Material for this exercise –
============

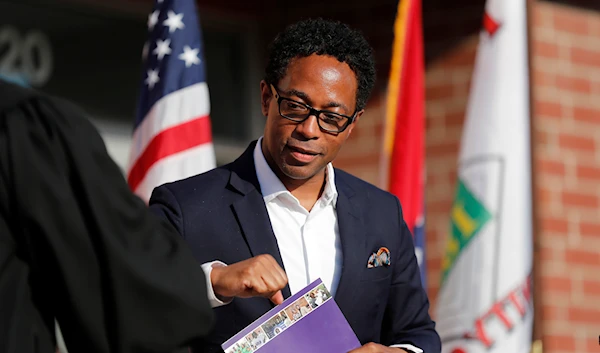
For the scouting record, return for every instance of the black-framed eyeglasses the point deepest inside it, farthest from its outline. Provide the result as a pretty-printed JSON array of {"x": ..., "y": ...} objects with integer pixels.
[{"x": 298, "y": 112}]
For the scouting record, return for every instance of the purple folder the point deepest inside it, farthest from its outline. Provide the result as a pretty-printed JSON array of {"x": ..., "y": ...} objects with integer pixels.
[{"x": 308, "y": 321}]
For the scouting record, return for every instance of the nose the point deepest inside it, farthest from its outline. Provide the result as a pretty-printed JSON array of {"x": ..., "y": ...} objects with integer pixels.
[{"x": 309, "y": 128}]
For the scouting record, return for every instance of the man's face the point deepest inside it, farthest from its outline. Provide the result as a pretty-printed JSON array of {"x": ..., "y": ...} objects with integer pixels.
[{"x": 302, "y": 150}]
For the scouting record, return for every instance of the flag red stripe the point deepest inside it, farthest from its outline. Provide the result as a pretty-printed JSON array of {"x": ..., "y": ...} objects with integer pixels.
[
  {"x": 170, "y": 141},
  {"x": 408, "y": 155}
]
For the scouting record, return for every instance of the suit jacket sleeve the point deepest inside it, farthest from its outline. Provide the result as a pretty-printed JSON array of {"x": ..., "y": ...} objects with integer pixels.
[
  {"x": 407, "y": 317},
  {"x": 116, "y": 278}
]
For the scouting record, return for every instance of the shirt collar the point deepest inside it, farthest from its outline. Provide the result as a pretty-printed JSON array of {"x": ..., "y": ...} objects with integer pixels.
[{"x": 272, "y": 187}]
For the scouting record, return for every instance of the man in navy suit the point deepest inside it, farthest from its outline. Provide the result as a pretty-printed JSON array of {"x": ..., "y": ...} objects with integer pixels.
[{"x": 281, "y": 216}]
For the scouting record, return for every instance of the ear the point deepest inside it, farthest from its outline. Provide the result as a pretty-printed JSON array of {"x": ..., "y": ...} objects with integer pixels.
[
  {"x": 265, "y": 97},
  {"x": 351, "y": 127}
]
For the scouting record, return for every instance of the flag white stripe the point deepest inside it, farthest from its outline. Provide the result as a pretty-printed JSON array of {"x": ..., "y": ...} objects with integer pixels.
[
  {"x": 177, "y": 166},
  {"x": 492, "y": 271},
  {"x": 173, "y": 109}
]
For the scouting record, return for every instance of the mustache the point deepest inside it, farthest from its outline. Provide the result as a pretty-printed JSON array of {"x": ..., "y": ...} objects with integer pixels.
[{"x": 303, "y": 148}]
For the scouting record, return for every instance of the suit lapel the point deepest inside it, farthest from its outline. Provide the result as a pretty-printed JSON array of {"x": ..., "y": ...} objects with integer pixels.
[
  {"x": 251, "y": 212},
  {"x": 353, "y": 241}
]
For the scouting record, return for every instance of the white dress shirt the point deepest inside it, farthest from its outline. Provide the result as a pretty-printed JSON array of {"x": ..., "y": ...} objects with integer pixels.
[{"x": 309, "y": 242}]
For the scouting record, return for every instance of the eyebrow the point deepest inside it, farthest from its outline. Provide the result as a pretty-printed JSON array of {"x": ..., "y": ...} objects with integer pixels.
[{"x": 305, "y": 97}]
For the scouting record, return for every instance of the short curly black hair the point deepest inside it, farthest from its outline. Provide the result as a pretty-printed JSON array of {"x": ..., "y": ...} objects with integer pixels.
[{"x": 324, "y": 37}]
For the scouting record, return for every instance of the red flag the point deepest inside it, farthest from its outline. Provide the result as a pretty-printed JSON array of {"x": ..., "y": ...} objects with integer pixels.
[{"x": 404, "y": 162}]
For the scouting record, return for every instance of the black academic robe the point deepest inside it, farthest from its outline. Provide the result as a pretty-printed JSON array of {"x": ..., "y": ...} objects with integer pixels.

============

Directions for this task – Output all the data, exactly, without images.

Worked solution –
For the scouting record, return for every instance of the black-framed eyeglasses the point deepest inside it, farthest from its outline. Provide the result as a pretty-printed JSON array of {"x": ..., "y": ...} objects with integer pixels.
[{"x": 298, "y": 112}]
For the scouting record, return for every instance of the purple folder the point deepest inside it, farthest from its outline. Provide the result as a pretty-printed JSON array of {"x": ..., "y": ...} objects with integer pixels.
[{"x": 308, "y": 321}]
For the scouting record, return for every instance of the nose the point deepest inside it, farthest from its outline. Provide the result as a pretty-printed JSON array of {"x": ..., "y": ...} objects with integer pixels.
[{"x": 309, "y": 128}]
For the scouting record, return for every instance of the man's face the point deepest inside it, farthest from its outline. Provide the result as a pretty-printed JSON array of {"x": ..., "y": ...} objects with integer pixels.
[{"x": 302, "y": 150}]
For the scouting record, return for every instance of the flag red stripe the point deepest inside it, farthest from its outline. Provide the result as a pretty-printed JSON array of {"x": ..., "y": ...} objects with integer pixels.
[
  {"x": 170, "y": 141},
  {"x": 408, "y": 155}
]
For the scouting record, return for every instance of the suit jacket sleeve the point deepest inside it, farthest from its outline. Provide the result as a pretty-printed JSON array of {"x": ..., "y": ...} objects with integer pixels.
[
  {"x": 407, "y": 317},
  {"x": 116, "y": 278}
]
For the scouting record, return for every instance of the shirt collar the point deepest inside it, farthest from its outline. Provide the result as a pretty-printed JSON array of {"x": ..., "y": ...} objects with integer pixels.
[{"x": 272, "y": 187}]
For the scouting record, return for every instance of the man in navy suit the point deepest inside it, farthest from its outline. Provide the result as a pretty-printed JSON array of {"x": ..., "y": ...} objects with integer pixels.
[{"x": 281, "y": 216}]
For the scouting record, return for every instance of the ear the point deepest inside it, farthest from its outline. Provide the result as a pretty-printed JSON array of {"x": ..., "y": ...} objects with integer pixels.
[
  {"x": 265, "y": 97},
  {"x": 351, "y": 127}
]
For the scouting record, return for every instance of the flag white stripe the point deepest inside it, farthest from its outline. Provide the result as a pretty-printed JSON array of {"x": ..., "y": ...} objects with integer pixels.
[
  {"x": 177, "y": 166},
  {"x": 492, "y": 271},
  {"x": 173, "y": 109}
]
For the scouting record, return for every instance of the mustache the point deepest inside it, farthest from its outline. Provide the result as a pretty-printed JSON array of {"x": ..., "y": ...} objects with integer pixels.
[{"x": 303, "y": 148}]
For the scouting record, return for every instance of the suit lapel the point deepest inside it, farthest from its outline. Provide the result as a pretty-printed JSON array of {"x": ..., "y": ...} objects with integer pixels.
[
  {"x": 251, "y": 212},
  {"x": 353, "y": 241}
]
For the scouting record, return for every instance of the white dress shirt the point deepest inside it, farthest from its outline. Provide the result as a pretty-printed JSON array of {"x": ..., "y": ...} objects with integer pixels.
[{"x": 309, "y": 242}]
For the scouting record, return for every instance of the eyebrow the point deepest inside it, farthest from its outline. Provide the result as a pretty-printed JSON array of {"x": ..., "y": ...} objects with integer pixels.
[{"x": 305, "y": 97}]
For the scouting record, return for every instance of the short curly black hair the point deepest inside it, farthest from its outline. Provide the result as a pretty-printed JSON array of {"x": ..., "y": ...} objects with integer pixels.
[{"x": 324, "y": 37}]
For the scouting record, return for every instance of the red flag the point deepest inside it, farthest from its outline. Provide the result as a pretty-printed JSON array of {"x": ..., "y": ...} objects with integer pixels.
[{"x": 404, "y": 162}]
For the scouting record, return for every instance of the black academic robe the point deepest inside it, farthest from its outline. Provide the result as a pretty-printed JSON array of {"x": ..., "y": ...} objects with integer pixels.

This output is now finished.